• [PROBLEM REQUIREMENTS]:
Print out the data exactly, keeping every image out of it.
[[ DATA IN THIS EXERCISE, beginning ]]
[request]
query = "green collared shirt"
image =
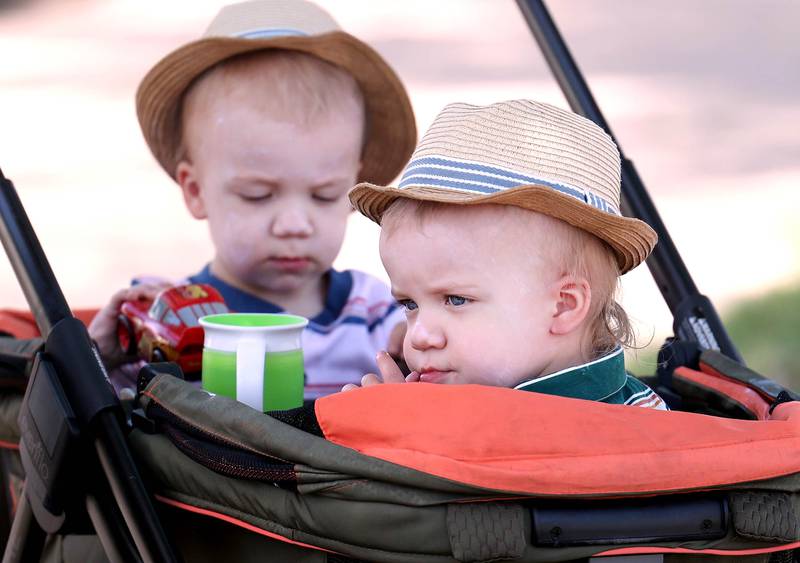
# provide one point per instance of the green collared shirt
(603, 379)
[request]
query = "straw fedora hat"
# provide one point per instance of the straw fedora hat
(295, 25)
(523, 153)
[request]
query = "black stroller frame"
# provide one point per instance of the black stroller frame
(70, 411)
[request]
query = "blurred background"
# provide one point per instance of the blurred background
(702, 96)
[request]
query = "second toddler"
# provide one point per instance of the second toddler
(265, 123)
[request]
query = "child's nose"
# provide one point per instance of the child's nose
(426, 334)
(292, 222)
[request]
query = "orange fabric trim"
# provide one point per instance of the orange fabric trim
(21, 324)
(736, 390)
(237, 522)
(705, 368)
(8, 445)
(524, 442)
(643, 550)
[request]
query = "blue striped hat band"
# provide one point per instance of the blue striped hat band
(270, 33)
(464, 175)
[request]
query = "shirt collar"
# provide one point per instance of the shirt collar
(594, 381)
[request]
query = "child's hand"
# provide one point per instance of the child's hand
(390, 373)
(103, 328)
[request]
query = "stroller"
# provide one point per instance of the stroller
(184, 475)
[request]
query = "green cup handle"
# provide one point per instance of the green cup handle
(250, 373)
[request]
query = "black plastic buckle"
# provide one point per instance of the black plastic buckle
(783, 397)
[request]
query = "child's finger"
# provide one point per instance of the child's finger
(390, 372)
(370, 379)
(395, 344)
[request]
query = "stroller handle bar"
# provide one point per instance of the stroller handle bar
(695, 319)
(79, 378)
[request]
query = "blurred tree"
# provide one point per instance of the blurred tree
(767, 332)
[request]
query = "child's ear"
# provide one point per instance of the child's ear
(573, 299)
(186, 176)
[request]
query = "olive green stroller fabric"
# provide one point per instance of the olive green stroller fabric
(366, 508)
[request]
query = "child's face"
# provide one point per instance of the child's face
(480, 297)
(273, 192)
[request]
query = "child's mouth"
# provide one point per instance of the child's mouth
(434, 376)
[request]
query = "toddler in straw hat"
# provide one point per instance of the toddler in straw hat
(265, 123)
(504, 243)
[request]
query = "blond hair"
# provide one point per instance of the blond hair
(292, 86)
(575, 252)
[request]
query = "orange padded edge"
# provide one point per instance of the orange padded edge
(739, 392)
(236, 522)
(523, 442)
(21, 324)
(643, 550)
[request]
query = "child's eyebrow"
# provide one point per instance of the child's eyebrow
(333, 182)
(259, 180)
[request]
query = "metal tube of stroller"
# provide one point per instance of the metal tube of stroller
(30, 265)
(26, 540)
(99, 411)
(695, 317)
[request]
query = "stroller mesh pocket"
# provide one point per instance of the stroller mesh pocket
(221, 456)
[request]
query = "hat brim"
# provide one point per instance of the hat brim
(391, 129)
(630, 239)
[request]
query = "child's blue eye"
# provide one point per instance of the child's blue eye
(408, 304)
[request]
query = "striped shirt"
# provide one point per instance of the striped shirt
(340, 343)
(603, 379)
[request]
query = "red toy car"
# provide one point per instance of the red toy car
(168, 329)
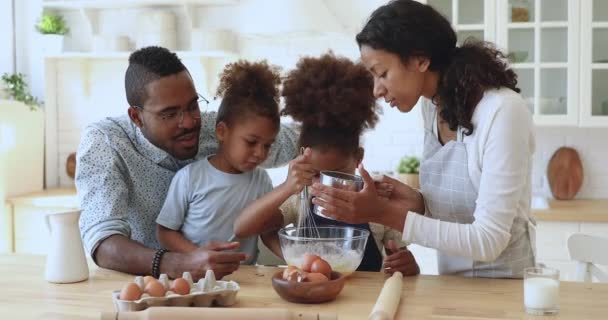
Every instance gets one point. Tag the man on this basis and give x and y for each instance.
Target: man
(125, 167)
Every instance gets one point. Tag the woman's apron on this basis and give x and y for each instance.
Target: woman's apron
(450, 195)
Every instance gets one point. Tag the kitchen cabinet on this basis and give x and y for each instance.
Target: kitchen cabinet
(28, 233)
(594, 63)
(103, 34)
(470, 18)
(558, 48)
(543, 41)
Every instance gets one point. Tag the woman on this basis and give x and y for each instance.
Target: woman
(474, 201)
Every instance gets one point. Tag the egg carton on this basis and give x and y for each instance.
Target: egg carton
(204, 293)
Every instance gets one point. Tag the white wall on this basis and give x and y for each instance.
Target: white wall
(88, 92)
(6, 37)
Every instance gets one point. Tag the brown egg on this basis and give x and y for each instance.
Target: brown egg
(288, 270)
(147, 280)
(315, 277)
(130, 291)
(295, 275)
(155, 289)
(307, 261)
(321, 266)
(180, 286)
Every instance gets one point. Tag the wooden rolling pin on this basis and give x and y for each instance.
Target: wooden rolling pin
(388, 300)
(192, 313)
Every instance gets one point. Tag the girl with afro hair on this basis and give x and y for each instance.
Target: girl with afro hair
(205, 197)
(331, 98)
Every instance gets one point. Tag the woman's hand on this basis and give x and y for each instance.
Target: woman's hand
(301, 172)
(404, 194)
(400, 259)
(349, 206)
(367, 205)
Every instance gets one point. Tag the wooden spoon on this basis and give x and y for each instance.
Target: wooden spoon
(565, 173)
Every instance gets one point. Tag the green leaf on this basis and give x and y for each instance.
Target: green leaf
(51, 23)
(408, 165)
(18, 90)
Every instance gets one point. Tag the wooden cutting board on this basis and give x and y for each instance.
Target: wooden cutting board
(565, 173)
(70, 165)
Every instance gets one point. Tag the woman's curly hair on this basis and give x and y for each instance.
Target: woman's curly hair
(249, 87)
(409, 29)
(332, 97)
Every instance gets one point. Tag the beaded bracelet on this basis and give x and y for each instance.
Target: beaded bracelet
(156, 263)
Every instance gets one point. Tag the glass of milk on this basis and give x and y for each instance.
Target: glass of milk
(541, 290)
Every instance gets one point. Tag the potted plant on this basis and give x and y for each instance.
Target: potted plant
(408, 171)
(14, 87)
(53, 29)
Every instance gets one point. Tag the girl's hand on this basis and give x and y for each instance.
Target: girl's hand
(350, 206)
(300, 172)
(400, 259)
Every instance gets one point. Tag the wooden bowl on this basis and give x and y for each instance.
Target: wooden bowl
(308, 292)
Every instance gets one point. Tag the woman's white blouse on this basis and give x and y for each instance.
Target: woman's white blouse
(499, 154)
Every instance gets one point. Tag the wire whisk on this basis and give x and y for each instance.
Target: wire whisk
(306, 226)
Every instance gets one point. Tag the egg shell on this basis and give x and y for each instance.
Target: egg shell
(307, 261)
(155, 289)
(321, 266)
(288, 270)
(147, 280)
(315, 277)
(130, 292)
(180, 286)
(295, 275)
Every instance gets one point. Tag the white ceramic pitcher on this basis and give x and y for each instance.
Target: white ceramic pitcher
(65, 262)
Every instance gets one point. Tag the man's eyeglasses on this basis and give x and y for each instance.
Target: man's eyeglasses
(176, 116)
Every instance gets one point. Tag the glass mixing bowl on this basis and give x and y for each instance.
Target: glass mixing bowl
(342, 247)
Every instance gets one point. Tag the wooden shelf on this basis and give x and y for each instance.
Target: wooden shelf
(599, 25)
(115, 4)
(470, 27)
(542, 65)
(532, 25)
(574, 210)
(125, 55)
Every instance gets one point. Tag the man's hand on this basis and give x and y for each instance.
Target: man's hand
(400, 259)
(216, 256)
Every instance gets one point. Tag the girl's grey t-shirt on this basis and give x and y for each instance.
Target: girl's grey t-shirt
(203, 203)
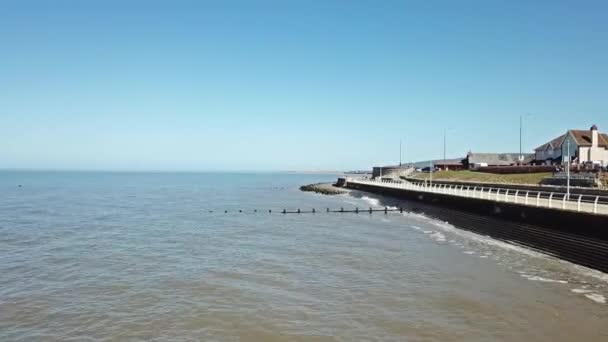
[[ DATA IN THIS EXERCISE, end ]]
• [TASK ANSWER]:
[request]
query = "green collared shirt"
image =
# provide one point per instance of the green collared shirt
(603, 379)
[request]
query = "straw fedora hat"
# provide one point per instance of the straw fedora hat
(295, 25)
(523, 153)
[request]
query = "black stroller frame"
# provide one point per instance of the black stroller frame
(70, 411)
[request]
query = "blurred background"
# provide one point per instance of the blurred background
(702, 96)
[request]
query = "second toddler"
# provide one point per instance of the second toddler
(265, 123)
[request]
query = "child's nose"
# provide one point per instance of the child's nose
(426, 334)
(292, 222)
[request]
query = "orange fabric trim"
# provide one point per instance of the orange fabric trim
(21, 324)
(736, 390)
(237, 522)
(705, 368)
(8, 445)
(524, 442)
(643, 550)
[request]
query = "blue striped hat band"
# provide one point per instance of the blue striped hat band
(270, 33)
(464, 175)
[request]
query = "shirt collar"
# provide one point per instance of the shirt collar
(594, 381)
[request]
query = "child's hand"
# provide one point per instance of the child's hand
(390, 373)
(103, 328)
[request]
query = "stroller"
# provide one point per instance of the stroller
(184, 475)
[request]
query = "green cup handle"
# provide one point per instance of the green cup handle
(250, 373)
[request]
query = "black plastic buckle"
# provide one point per instance of the black plastic buckle
(783, 397)
[request]
query = "child's finger"
# provide one point per instance of the child's finger
(390, 372)
(370, 379)
(395, 344)
[request]
query = "stroller handle bar"
# provide one point per instance of the stroller handle bar
(695, 319)
(79, 378)
[request]
query = "blurred tree"
# provide one point per instance of the blurred tree
(767, 332)
[request]
query = "child's ear"
# provide one point per instance of the child's ear
(573, 299)
(186, 176)
[request]
query = "olive green stroller fabric"
# provide one point per instance of the olive green stroller fabric
(366, 508)
[request]
query = "child's face"
# provide one point per instance of the child's face
(480, 297)
(273, 192)
[request]
query = "child's mouth"
# provide one point per instance of the child's mouth
(434, 376)
[request]
query = "toddler in straw hat"
# provide one point per instance of the toddler in straw hat
(265, 123)
(504, 243)
[request]
query = "blond hair"
# provide one point per instance of the blond hair
(292, 86)
(575, 252)
[request]
query = "orange padded edge"
# provide one point per instance of the orange padded edge
(739, 392)
(236, 522)
(523, 442)
(21, 324)
(643, 550)
[request]
query = "child's eyebrow"
# provide one point per instance of the child's eyebrow
(333, 182)
(259, 180)
[request]
query = "metal tube of stroller"
# provide one point per instance of the metal tube of stroller
(30, 265)
(26, 540)
(99, 411)
(695, 317)
[request]
query = "stroller mesh pocket"
# provide one point per instance of the stroller mesh pocket
(221, 456)
[request]
query = "hat brim"
# provide one point per instance of the hat brim
(391, 129)
(630, 239)
[request]
query = "child's blue eye"
# provide one point per instance of the child's blue eye
(408, 304)
[request]
query = "striped shirt"
# provide one point per instance of the striped shirt
(340, 343)
(603, 379)
[request]
query = "red toy car"
# provide one point per instance of the red toy car
(168, 329)
Every instance gets one point. Tag the man on this basis and give x and y for each instance.
Target: man
(125, 167)
Every instance gets one point. Tag the woman's apron on this basis and give x and y for each instance.
Target: woman's apron
(450, 195)
Every instance gets one point. Tag the kitchen cabinet on this basis and give x and y for each instance.
Target: kitchen cabinet
(28, 233)
(594, 63)
(103, 34)
(470, 18)
(558, 48)
(543, 41)
Every instance gets one point. Tag the woman on this basis and give x and y for each instance.
Target: woman
(474, 201)
Every instance gets one point. Tag the egg carton on this basis and give x and y for each instance.
Target: egg carton
(204, 293)
Every instance gets one point. Tag the white wall on this basis and give x and y for each instance.
Target: white wall
(88, 92)
(6, 37)
Every instance gets one point. Tag the brown egg on this basis and give x and y for each instance.
Target: brown egg
(288, 270)
(147, 280)
(315, 277)
(130, 291)
(295, 275)
(155, 289)
(307, 261)
(321, 266)
(180, 286)
Every instance gets one point. Tag the wooden rolling pin on this basis and give x and y for each instance.
Target: wooden rolling pin
(388, 300)
(192, 313)
Every instance gets one point. Tag the girl with afro hair on this basis and give x and y for each instance.
Target: girl with afro hair
(205, 197)
(331, 98)
Every instance gets one point. Tag the woman's hand on this basis and give x and y for each instance.
Target: woman's hand
(301, 172)
(404, 194)
(400, 259)
(349, 206)
(367, 205)
Every instance gets one point. Tag the wooden spoon on this basis and give x and y for each instance.
Target: wooden spoon
(565, 173)
Every instance gets one point. Tag the green leaf on this basis and give x and y for each instance.
Target: green leaf
(51, 23)
(408, 165)
(18, 90)
Every instance gets one point. Tag the wooden cutting board on this basis and give x and y for each instance.
Target: wooden cutting board
(565, 173)
(70, 165)
Every instance gets one point. Tag the woman's curly hair on this basis and give x and y for each instance.
Target: woman's curly hair
(249, 87)
(409, 29)
(332, 97)
Every instance gets one point. Tag the beaded bracelet on this basis and give x and y for each instance.
Target: beaded bracelet
(156, 263)
Every instance gets one point. Tag the glass of milk on this basis and give x and y for each instance.
Target: glass of milk
(541, 290)
Every instance gets one point. Tag the potted plant on this basis and give x and y for each instance.
Target: potted plant
(408, 171)
(14, 87)
(53, 29)
Every instance gets one point. Tag the girl's hand on this basis and give x and y for each instance.
Target: girl's hand
(350, 206)
(300, 172)
(400, 259)
Every instance gets one point. Tag the wooden bowl on this basis and give x and y for each instance.
Target: wooden bowl
(308, 292)
Every instance gets one point. Tag the woman's white blouse on this basis and give x and y for each instance.
Target: woman's white blouse
(499, 154)
Every instance gets one point. Tag the wire whisk on this basis and give x and y for each instance.
Target: wire whisk
(306, 226)
Every instance gets one point. Tag the egg shell on this basis and give x and y for each instance.
Target: egg shell
(307, 261)
(155, 289)
(321, 266)
(288, 270)
(147, 280)
(315, 277)
(130, 292)
(180, 286)
(295, 275)
Every instance gets one point. Tag the white ceramic pitcher on this basis and give x and y for each instance.
Target: white ceramic pitcher
(65, 262)
Every instance gets one point. Tag the man's eyeglasses on this basis and give x and y for each instance.
Target: man's eyeglasses
(176, 116)
Every instance gets one point. Tag the glass mixing bowl on this basis and give x and y for each instance.
Target: glass mixing bowl
(342, 247)
Every instance gets one point. Tag the wooden shelf on this basis and give x and y for each instance.
Target: wooden shelf
(599, 25)
(115, 4)
(470, 27)
(542, 65)
(532, 25)
(574, 210)
(125, 55)
Every instance gets one point. Tag the man's hand on this basis and give x and y for each instance.
Target: man's hand
(400, 259)
(216, 256)
Every instance gets one point. Tag the girl's grey t-shirt on this basis and give x and y for each instance.
Target: girl's grey t-shirt
(203, 203)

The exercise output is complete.